==== RECORDS SUPPLIED
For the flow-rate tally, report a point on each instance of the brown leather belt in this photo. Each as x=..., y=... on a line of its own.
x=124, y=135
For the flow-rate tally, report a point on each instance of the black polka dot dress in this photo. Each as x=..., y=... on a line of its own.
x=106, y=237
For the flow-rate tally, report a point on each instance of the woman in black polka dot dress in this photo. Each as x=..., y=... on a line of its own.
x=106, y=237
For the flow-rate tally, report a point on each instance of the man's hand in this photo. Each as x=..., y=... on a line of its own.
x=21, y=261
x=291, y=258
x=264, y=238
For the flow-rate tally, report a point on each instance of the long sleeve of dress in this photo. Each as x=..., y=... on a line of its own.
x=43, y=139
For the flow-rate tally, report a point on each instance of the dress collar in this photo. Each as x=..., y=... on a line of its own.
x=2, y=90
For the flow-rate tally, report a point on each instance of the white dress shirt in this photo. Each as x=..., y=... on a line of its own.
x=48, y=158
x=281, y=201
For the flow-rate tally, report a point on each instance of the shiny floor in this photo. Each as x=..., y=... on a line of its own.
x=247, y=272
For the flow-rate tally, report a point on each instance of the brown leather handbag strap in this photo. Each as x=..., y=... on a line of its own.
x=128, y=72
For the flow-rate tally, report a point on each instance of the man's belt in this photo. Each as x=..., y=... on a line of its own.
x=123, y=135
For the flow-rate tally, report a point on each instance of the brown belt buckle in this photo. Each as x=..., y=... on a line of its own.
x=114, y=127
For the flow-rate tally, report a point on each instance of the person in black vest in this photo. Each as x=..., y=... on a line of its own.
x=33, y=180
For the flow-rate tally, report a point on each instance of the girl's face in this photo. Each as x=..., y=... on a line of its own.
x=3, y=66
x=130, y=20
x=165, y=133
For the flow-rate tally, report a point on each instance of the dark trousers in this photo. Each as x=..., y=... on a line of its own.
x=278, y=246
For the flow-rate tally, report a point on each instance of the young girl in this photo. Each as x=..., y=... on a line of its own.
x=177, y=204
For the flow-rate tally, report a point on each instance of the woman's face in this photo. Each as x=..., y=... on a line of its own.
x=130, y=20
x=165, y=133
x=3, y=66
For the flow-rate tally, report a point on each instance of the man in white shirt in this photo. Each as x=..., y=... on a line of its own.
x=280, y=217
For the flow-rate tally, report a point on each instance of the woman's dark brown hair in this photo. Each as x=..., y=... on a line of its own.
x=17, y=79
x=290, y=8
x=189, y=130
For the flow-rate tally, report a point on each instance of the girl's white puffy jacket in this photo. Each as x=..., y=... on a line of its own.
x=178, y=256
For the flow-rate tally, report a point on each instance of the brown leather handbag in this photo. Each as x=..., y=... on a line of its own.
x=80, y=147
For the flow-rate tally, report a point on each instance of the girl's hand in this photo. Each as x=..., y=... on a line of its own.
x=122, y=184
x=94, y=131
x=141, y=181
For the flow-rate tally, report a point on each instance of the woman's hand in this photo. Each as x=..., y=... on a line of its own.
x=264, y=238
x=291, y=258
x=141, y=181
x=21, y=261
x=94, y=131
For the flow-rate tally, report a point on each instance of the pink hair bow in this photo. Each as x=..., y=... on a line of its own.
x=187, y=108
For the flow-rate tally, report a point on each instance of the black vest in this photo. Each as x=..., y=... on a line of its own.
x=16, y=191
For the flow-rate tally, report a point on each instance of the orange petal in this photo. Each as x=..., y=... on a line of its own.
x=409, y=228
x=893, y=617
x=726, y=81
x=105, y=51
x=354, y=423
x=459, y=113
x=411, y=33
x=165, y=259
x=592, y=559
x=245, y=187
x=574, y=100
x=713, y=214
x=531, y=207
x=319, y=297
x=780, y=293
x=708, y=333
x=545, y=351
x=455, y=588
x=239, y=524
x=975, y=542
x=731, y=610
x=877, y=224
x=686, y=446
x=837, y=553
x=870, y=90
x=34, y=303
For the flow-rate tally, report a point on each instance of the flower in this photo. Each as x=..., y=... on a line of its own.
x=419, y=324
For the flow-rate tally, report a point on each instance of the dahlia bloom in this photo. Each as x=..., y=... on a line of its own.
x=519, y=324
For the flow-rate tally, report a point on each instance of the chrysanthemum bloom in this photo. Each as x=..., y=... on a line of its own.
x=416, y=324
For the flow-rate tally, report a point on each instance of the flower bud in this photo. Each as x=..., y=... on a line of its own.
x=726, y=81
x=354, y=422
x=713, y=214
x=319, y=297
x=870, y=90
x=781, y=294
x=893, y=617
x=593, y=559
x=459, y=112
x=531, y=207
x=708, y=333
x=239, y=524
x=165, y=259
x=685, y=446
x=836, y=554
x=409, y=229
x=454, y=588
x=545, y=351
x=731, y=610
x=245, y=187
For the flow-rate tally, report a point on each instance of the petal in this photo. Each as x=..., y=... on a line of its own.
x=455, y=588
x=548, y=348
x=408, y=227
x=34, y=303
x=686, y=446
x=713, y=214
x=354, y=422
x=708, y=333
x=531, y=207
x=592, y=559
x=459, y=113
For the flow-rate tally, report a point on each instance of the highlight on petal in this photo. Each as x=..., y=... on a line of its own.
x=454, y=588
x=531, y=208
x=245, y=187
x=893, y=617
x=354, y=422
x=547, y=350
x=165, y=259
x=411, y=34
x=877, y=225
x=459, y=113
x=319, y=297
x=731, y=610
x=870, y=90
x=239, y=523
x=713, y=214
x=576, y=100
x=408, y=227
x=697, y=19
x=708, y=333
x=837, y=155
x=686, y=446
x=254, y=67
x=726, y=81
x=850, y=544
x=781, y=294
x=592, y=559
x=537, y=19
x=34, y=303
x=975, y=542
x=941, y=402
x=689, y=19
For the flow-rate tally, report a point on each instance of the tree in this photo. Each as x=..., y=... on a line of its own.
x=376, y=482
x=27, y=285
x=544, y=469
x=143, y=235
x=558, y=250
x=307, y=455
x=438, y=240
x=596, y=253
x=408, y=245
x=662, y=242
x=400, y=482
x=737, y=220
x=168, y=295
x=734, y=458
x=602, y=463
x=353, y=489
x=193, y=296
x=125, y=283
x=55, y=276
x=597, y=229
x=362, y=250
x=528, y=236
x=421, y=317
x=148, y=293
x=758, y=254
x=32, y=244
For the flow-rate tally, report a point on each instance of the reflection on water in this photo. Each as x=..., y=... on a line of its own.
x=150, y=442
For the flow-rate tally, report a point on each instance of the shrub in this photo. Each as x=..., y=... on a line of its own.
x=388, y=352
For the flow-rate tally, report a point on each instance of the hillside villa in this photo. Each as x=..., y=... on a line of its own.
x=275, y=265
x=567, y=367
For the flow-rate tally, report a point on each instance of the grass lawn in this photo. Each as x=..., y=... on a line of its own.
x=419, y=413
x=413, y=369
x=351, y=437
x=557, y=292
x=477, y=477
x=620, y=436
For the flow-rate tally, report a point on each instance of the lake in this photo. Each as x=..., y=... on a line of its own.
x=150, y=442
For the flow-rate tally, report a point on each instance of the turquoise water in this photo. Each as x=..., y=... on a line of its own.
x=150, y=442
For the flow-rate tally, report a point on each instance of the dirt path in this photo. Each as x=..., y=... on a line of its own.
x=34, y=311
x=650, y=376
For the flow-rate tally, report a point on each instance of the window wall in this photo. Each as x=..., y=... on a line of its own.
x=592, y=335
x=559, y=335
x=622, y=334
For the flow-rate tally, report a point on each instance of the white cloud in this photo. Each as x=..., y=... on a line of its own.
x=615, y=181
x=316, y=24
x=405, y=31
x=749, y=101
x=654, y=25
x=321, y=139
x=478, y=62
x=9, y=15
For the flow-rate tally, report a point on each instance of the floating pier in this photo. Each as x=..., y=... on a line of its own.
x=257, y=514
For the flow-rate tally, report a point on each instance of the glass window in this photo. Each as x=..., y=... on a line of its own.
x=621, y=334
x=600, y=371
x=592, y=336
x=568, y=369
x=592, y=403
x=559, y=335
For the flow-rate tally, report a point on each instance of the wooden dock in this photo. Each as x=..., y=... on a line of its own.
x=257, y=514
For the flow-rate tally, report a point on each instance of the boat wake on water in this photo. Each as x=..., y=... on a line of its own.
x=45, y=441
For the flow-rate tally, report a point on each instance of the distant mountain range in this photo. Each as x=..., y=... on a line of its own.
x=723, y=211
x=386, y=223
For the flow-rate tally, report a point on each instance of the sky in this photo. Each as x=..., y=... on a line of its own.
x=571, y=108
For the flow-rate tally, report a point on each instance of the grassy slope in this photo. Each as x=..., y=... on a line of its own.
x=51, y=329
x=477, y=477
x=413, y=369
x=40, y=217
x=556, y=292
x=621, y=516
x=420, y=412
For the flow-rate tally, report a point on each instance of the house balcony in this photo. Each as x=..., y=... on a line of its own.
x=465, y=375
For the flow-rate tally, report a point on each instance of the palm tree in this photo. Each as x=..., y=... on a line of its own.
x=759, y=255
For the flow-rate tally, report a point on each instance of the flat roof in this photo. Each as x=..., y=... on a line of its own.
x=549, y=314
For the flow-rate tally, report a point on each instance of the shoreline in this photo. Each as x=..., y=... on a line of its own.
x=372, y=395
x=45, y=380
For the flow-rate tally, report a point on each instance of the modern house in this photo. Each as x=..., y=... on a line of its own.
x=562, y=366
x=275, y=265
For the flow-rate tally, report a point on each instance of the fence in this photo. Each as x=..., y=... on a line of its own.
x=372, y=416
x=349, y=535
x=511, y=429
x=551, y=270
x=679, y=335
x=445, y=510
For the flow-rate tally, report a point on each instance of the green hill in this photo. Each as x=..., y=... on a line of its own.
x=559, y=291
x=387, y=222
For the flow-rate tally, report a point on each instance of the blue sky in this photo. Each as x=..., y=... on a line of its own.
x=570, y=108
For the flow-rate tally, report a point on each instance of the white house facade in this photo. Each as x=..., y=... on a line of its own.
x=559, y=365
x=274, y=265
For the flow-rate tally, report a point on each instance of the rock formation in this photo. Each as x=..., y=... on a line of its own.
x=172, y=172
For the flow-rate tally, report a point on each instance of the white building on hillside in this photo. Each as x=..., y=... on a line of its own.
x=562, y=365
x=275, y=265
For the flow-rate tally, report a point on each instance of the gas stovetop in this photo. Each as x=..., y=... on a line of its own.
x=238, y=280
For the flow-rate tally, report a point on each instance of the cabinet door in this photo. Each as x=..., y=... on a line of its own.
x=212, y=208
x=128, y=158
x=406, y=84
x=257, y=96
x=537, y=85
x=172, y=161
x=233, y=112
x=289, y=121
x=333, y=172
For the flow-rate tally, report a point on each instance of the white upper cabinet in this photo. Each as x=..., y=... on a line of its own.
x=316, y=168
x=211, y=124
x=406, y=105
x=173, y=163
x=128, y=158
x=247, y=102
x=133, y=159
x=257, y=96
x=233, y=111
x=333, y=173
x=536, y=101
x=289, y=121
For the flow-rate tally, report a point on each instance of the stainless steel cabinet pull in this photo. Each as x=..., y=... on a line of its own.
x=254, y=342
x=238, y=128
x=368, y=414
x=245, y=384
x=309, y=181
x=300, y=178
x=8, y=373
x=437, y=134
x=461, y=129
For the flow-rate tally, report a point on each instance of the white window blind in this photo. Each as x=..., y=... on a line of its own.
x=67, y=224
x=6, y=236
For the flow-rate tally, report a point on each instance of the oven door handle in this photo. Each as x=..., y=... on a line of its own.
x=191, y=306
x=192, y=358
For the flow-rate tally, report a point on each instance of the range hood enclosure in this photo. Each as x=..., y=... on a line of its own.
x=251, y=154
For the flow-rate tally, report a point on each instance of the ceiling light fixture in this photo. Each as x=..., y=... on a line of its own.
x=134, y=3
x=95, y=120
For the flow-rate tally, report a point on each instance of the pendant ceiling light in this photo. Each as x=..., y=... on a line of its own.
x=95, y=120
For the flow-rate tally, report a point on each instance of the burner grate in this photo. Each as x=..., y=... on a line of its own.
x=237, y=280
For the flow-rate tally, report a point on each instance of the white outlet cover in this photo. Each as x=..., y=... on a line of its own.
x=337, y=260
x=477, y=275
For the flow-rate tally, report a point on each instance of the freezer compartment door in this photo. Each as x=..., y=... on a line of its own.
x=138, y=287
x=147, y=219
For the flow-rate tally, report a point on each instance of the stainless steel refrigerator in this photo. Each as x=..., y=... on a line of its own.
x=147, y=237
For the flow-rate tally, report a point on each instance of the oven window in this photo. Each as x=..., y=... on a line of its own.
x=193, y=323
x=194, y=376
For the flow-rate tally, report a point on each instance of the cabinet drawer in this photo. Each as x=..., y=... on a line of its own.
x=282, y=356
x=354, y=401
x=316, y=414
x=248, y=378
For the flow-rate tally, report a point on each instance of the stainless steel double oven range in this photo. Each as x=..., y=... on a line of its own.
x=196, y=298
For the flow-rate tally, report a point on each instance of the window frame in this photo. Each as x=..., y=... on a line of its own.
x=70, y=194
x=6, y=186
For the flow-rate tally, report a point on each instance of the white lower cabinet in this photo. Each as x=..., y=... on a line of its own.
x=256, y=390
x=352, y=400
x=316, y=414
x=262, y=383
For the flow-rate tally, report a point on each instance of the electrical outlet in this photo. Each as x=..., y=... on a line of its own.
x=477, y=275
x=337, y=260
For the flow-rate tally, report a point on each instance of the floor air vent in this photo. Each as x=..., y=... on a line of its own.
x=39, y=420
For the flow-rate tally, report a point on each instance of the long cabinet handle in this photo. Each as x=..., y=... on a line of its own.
========
*EXERCISE*
The span to give again runs from the line with "the window frame" through the last line of the records above; reproduce it exactly and nothing more.

*ANSWER*
For the flow-rate tally, report a point on each instance of the window frame in this photo. Each as x=..., y=... on a line of its own.
x=70, y=194
x=6, y=186
For the flow-rate tally, report a point on each instance of the white lower cabinet in this photo. Each as x=..., y=... on a line of its own.
x=256, y=390
x=352, y=400
x=316, y=414
x=262, y=383
For the flow-rate tally, report a point on each instance of the electrical outlet in this photo. Each as x=..., y=... on a line of its own.
x=477, y=275
x=337, y=260
For the flow-rate tally, report a point on each instance of the floor air vent in this photo. Each as x=..., y=... on a line of its own.
x=39, y=420
For the flow-rate tally, report a point on each instance of the long cabinet handle in this photo. Each as x=..., y=... on a line of its own.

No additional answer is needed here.